--- Begin Provided records ---

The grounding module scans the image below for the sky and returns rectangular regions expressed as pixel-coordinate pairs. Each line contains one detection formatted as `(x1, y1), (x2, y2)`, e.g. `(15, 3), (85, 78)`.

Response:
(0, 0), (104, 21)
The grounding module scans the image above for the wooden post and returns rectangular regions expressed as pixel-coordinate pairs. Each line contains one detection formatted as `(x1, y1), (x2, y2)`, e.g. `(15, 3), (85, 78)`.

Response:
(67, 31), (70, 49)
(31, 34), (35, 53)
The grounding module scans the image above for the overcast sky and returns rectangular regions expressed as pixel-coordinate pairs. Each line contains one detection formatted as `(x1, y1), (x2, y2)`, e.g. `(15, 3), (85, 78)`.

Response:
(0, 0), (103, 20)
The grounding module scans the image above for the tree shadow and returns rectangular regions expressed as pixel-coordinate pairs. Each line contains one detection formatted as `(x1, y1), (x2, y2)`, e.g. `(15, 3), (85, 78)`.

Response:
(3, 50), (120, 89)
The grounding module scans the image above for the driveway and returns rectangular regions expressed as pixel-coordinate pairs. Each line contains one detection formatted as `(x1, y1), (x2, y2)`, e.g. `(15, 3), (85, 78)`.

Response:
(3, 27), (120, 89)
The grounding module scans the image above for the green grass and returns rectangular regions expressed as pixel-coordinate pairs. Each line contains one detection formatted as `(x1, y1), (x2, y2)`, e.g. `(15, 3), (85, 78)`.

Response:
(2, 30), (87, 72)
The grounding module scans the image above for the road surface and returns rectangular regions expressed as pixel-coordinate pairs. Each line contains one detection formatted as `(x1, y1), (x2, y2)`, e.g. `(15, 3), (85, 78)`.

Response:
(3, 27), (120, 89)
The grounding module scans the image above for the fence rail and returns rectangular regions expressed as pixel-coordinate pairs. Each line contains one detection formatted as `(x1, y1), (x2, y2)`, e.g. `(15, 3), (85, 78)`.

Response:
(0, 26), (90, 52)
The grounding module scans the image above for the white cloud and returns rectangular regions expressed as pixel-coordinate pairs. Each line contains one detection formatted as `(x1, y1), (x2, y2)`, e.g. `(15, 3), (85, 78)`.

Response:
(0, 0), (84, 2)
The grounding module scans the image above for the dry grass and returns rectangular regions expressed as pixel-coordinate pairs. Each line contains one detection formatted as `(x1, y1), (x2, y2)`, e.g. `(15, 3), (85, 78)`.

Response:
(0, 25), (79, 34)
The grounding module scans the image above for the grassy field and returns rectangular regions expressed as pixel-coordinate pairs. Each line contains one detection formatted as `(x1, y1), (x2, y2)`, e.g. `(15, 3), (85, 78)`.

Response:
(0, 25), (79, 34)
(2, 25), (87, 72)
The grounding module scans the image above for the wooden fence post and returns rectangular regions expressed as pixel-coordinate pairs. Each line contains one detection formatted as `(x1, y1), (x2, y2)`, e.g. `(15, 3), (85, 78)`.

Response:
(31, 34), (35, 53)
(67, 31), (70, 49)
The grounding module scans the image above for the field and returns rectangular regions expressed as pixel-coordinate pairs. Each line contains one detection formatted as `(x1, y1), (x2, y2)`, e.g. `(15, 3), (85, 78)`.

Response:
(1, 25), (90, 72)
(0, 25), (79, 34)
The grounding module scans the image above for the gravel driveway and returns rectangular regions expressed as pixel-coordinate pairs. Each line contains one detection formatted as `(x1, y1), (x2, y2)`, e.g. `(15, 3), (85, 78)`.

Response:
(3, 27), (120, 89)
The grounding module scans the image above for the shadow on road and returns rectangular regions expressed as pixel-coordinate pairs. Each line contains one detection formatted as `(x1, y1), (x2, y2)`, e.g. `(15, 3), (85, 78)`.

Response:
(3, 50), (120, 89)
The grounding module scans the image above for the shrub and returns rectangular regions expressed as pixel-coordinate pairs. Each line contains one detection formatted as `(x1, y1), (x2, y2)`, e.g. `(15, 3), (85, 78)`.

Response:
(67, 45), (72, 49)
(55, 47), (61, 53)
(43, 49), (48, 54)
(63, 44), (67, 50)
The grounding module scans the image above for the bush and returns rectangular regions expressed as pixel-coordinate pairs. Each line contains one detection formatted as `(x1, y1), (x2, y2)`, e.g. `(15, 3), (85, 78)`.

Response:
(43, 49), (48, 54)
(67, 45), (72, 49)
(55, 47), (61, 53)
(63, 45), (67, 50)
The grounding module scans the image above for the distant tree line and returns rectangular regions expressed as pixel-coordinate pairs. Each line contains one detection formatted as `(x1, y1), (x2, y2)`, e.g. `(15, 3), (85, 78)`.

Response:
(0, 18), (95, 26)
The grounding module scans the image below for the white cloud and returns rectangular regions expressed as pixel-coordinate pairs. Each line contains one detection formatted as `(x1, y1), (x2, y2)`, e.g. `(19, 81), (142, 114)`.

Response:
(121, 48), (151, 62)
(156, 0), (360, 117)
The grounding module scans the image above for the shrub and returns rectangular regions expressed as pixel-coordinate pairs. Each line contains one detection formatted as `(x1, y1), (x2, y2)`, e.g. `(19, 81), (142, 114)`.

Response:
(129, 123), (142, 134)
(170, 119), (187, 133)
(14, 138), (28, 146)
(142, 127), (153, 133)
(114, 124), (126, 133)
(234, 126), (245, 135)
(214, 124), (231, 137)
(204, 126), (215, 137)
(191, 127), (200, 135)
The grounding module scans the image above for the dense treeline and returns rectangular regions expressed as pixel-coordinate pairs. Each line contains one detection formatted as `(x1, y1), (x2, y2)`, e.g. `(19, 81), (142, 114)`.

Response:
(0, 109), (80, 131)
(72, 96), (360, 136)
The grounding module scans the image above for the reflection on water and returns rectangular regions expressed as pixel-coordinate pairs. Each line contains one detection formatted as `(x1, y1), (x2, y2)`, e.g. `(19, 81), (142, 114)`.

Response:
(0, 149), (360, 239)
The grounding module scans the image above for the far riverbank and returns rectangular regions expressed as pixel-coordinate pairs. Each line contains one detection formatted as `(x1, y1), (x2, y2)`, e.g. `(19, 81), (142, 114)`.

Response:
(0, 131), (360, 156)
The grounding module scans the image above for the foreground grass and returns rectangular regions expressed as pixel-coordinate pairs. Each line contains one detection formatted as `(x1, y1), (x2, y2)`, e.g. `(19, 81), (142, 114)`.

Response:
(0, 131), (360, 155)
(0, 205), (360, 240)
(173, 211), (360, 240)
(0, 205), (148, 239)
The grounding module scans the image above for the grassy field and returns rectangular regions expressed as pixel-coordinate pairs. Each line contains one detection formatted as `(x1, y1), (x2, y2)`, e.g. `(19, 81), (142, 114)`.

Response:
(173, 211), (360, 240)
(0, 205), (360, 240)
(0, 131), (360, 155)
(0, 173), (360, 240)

--- End Provided records ---

■ Task details ■
Return all of the records above word for word, with every character left unchanged.

■ Output ■
The grounding module scans the image below for the sky and returns rectangular regions expressed as pixel-coordinate pairs. Each line contains one detection formatted as `(x1, y1), (x2, y2)`, e.g. `(15, 3), (85, 78)`.

Response:
(0, 0), (104, 21)
The grounding module scans the image above for the wooden post and returns rectangular regions expressed as pixel-coordinate pairs. Each line contains one detection formatted as `(x1, y1), (x2, y2)`, e.g. `(15, 3), (85, 78)`.

Response:
(67, 31), (70, 49)
(31, 34), (35, 53)
The grounding module scans the image above for the overcast sky and returns rectangular regions expressed as pixel-coordinate pairs. Each line contains one detection formatted as `(x1, y1), (x2, y2)`, e.g. `(15, 3), (85, 78)`.

Response:
(0, 0), (103, 20)
The grounding module scans the image above for the tree shadow and returns rectangular regions expressed as pixel-coordinate pairs. Each line contains one detection formatted as `(x1, y1), (x2, y2)`, e.g. `(15, 3), (85, 78)`.

Response:
(3, 50), (120, 89)
The grounding module scans the image above for the driveway and returns rectangular regions expressed as pixel-coordinate pairs. Each line contains one detection formatted as `(x1, y1), (x2, y2)`, e.g. `(15, 3), (85, 78)`.

Response:
(3, 27), (120, 89)
The grounding module scans the image above for the green grass and returns rectangular regions expressed as pixel-coordinate pairs. Each line contains one detection formatted as `(x1, y1), (x2, y2)`, e.g. `(15, 3), (85, 78)`.

Response:
(2, 30), (87, 72)
The grounding module scans the image above for the road surface and returns rectangular regions expressed as pixel-coordinate pairs. Each line contains one detection formatted as `(x1, y1), (x2, y2)`, e.g. `(15, 3), (85, 78)`.

Response:
(3, 27), (120, 89)
The grounding module scans the image above for the fence rail and returns rectangular regions expressed as pixel-coordinate pairs. Each line contains one detection formatted as `(x1, y1), (x2, y2)`, e.g. `(15, 3), (85, 78)`.

Response:
(0, 26), (90, 52)
The grounding module scans the image above for the white cloud and returns rectangular regions expressed as pixel-coordinate pairs. Each line contains one detection formatted as `(x1, y1), (x2, y2)`, e.g. `(15, 3), (85, 78)`.

Response:
(0, 0), (84, 2)
The grounding module scans the image above for the dry grass and returns rectangular regions expressed as pixel-coordinate pairs. Each line contains one detection formatted as `(x1, y1), (x2, y2)`, e.g. `(15, 3), (85, 78)`.

Response:
(0, 25), (79, 34)
The grounding module scans the image above for the grassy field and returns rectangular regions expressed as pixel-coordinate pairs. Each line contains one detection formatted as `(x1, y1), (x2, y2)`, e.g. `(15, 3), (85, 78)`.

Response:
(0, 25), (79, 34)
(2, 25), (87, 72)
The grounding module scans the image above for the wooden fence post and returns rectangular regions expressed as pixel-coordinate pairs. Each line contains one detection formatted as `(x1, y1), (x2, y2)`, e.g. `(15, 3), (85, 78)`.

Response:
(31, 34), (35, 53)
(67, 31), (70, 49)
The grounding module scans the image above for the field and returns rectangular regions expressed as pixel-coordinate pairs. Each line contains one detection formatted as `(x1, y1), (x2, y2)`, e.g. `(15, 3), (85, 78)`.

Response:
(1, 25), (90, 72)
(0, 25), (79, 34)
The grounding module scans the image above for the gravel driveway and returns rectangular regions expressed as pixel-coordinate pairs. Each line contains one detection formatted as `(x1, y1), (x2, y2)`, e.g. `(15, 3), (85, 78)`.

Response:
(3, 27), (120, 89)
The grounding module scans the image above for the shadow on road and returns rectangular regions expressed as pixel-coordinate pairs. Each line contains one detection formatted as `(x1, y1), (x2, y2)`, e.g. `(15, 3), (85, 78)`.

Response:
(3, 50), (120, 89)
The grounding module scans the image above for the shrub and returns rectangular regions expressed as pixel-coordinate pairs. Each line contains one detection formatted as `(x1, y1), (x2, y2)`, e.g. `(15, 3), (85, 78)`.

Response:
(67, 45), (72, 49)
(55, 47), (61, 53)
(43, 49), (48, 54)
(63, 44), (67, 50)
The grounding module scans the image above for the bush and returns rectangular regions expressed as pixel-coordinate pairs. Each line contains one detection formatted as `(x1, y1), (x2, y2)`, e.g. `(15, 3), (85, 78)`.

Response:
(43, 49), (48, 54)
(67, 45), (72, 49)
(55, 47), (61, 53)
(63, 45), (67, 50)
The grounding module scans the image above for the distant tree line and returns rectangular regions expressed as pixel-coordinate pairs. Each line contains one detection formatted as `(x1, y1), (x2, y2)`, e.g. `(15, 3), (85, 78)`.

Response:
(0, 18), (95, 26)
The grounding module scans the image below for the white cloud and returns rectangular regions expressed as pixel-coordinate pairs. Each line contains one detection formatted as `(x1, y1), (x2, y2)`, e.g. `(19, 81), (142, 114)`.

Response:
(121, 48), (151, 62)
(156, 0), (360, 117)
The grounding module scans the image above for the shrub and returns rectangular regions expressed as pixel-coordinate pairs. Each line contains one detection formatted as `(x1, y1), (x2, y2)`, e.g. `(19, 81), (142, 114)`.

Response:
(129, 123), (142, 134)
(170, 119), (187, 133)
(14, 138), (28, 146)
(142, 127), (153, 133)
(114, 124), (126, 133)
(234, 126), (245, 135)
(214, 124), (231, 137)
(204, 126), (215, 137)
(191, 127), (200, 135)
The grounding module scans the image above for the dense treeline and returns rectangular regions expressed as pixel-coordinate pairs. Each line contains one detection formatted as `(x1, y1), (x2, y2)`, e.g. `(19, 81), (142, 114)`.

Response:
(0, 109), (80, 131)
(72, 96), (360, 136)
The grounding module scans the image above for the reflection on water and returns rectangular regions expressed as pixel-coordinate pairs. Each line contains one detection formatted as `(x1, y1), (x2, y2)`, e.g. `(19, 81), (142, 114)`.

Response:
(0, 149), (360, 239)
The grounding module scans the image above for the far riverbank and returns rectangular regions expressed as pixel-coordinate pairs. Each line contains one detection formatted as `(x1, y1), (x2, y2)`, e.g. `(19, 81), (142, 114)`.

Response:
(0, 131), (360, 156)
The grounding module scans the image above for the foreground grass and returns rectangular regions expressed as pixel-coordinate pairs. Each line contains one detection formatted as `(x1, y1), (x2, y2)`, e.g. `(19, 81), (142, 114)`.

Response:
(0, 131), (360, 155)
(0, 205), (360, 240)
(173, 211), (360, 240)
(0, 205), (148, 239)
The grounding module scans the image above for the grassy field and returns rectangular regions expressed as pixel-coordinate pairs. Each line contains one detection formatted as `(x1, y1), (x2, y2)`, e.g. `(19, 81), (142, 114)`.

Response:
(173, 211), (360, 240)
(0, 205), (360, 240)
(0, 131), (360, 155)
(0, 173), (360, 240)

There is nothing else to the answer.